Monday, June 11, 2012
Action Monday #2 - Commitment to Greening
Practice, or intention, seems so much to be about making a choice. Committing to a particular course of action and then mindfully carrying out whatever it is you've decided to make the object of your focus.
I suck a little bit at commitment. Not in the traditional sense. I am faithful to my husband; we've been married nearly 8 years. We've owned two homes and poured sweat equity into each space. I pay my taxes. I clean my house every week. I am a dedicated mommy. I finished a graduate degree. We have a happy and healthy family dog.
But in each of those examples (and many others not listed), there is a gap between the full scope of my intention and the reality of my actions. I fail. I falter. I don't live up to my expectations, and I don't always give every force of my effort in every moment.
Maybe that's normal. I don't know. But for me, it provides the foundation for always wanting to do better. For feeling like there is something lacking in my commitment because there is inevitably some way in which I hold myself back from full participation in the world.
In a very mundane way, this can be applied to my inability to fulfill my intention to live greener. To be fair to our current efforts: we compost, we recycle, we reuse and pass things on. But it's yet another area wherein my actions fall short of my goals. I could be doing so much more.

Supplied material ▸
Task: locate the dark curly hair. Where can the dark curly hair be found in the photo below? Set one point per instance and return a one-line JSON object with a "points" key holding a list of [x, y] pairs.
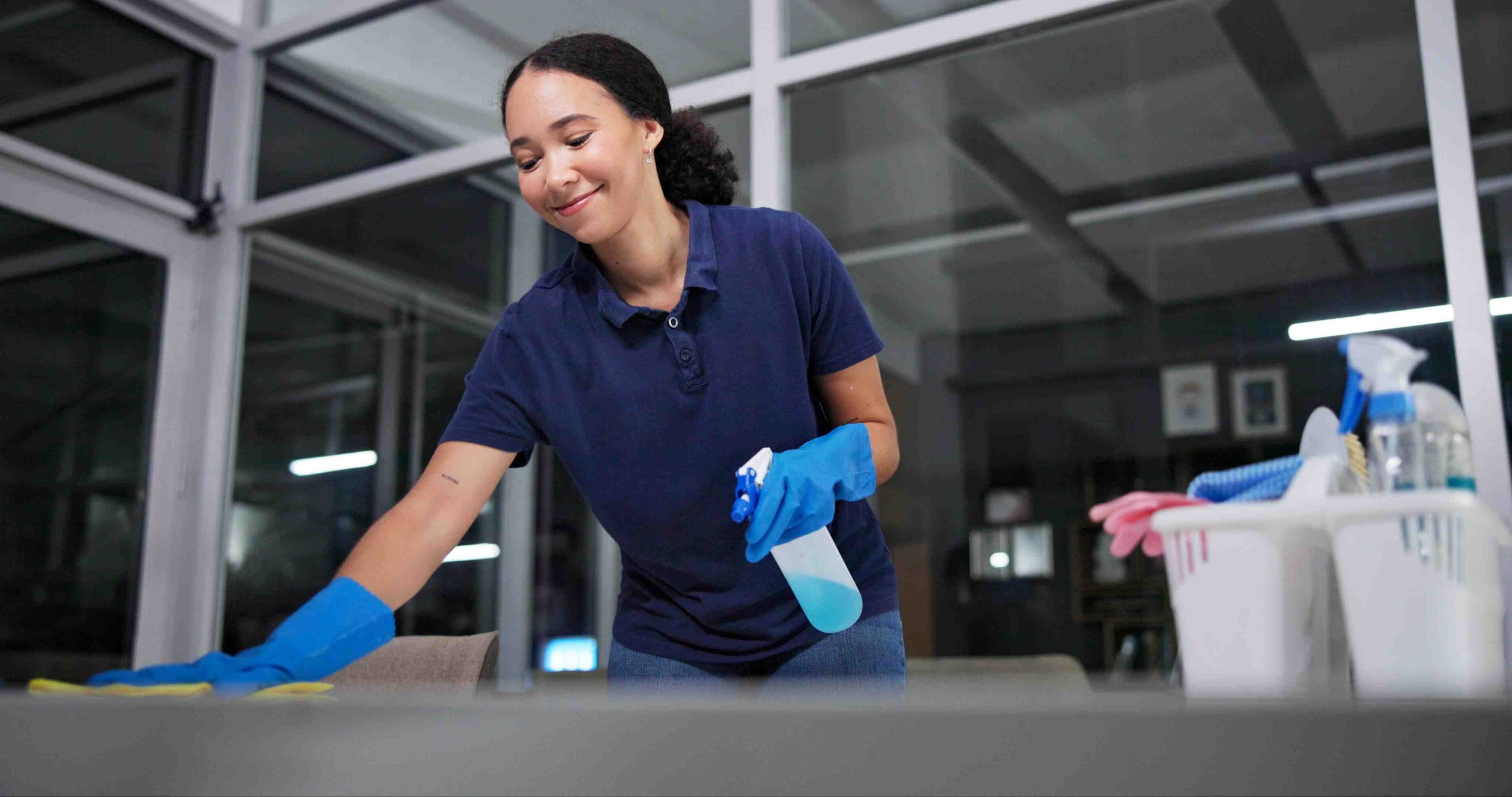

Stated exercise 1 ▸
Answer these questions from the blog post on commitment to greening:
(a) For how long has the writer been married?
(b) How many homes have the writer and spouse owned?
(c) Which green practices does the household already follow?
Stated exercise 2 ▸
Write a continuation of the blog post on commitment to greening, starting right after its final sentence.
The material is unrelated to the blog post on commitment to greening.

Reply 1 ▸
(a) Nearly 8 years.
(b) Two.
(c) They compost, recycle, reuse, and pass things on.

Reply 2 ▸
I've been talking about green cleaning for years now—keep saying I'm going to do it. Research, and read up, and make plans... but I've yet to actually commit to making my own cleaning products or reducing our use of paper goods (napkins, paper towels, tissues, etc.).
So! Two action items I will commit to this week: 1) buy cloth napkins; 2) make an all-purpose cleaner for the kitchen and bathrooms and try out the baking soda method on the tub.
The inspiration and little push I needed came in the form of a post by a friend, Rachael Nevins @ The Variegated Life, and a link from her site that said "I'm Taking Baby Steps."
I am committing to putting these actions into being no later than Sunday, June 17. As of next week, I'll not only be doing yoga 3-5 times per week and blogging at least twice per week, I'll also be cleaning my house with vinegar, water, and baking soda.
To action!!
May you relish your commitments to positive elements of your life. May you commit to actions that inspire you and fill you with happiness.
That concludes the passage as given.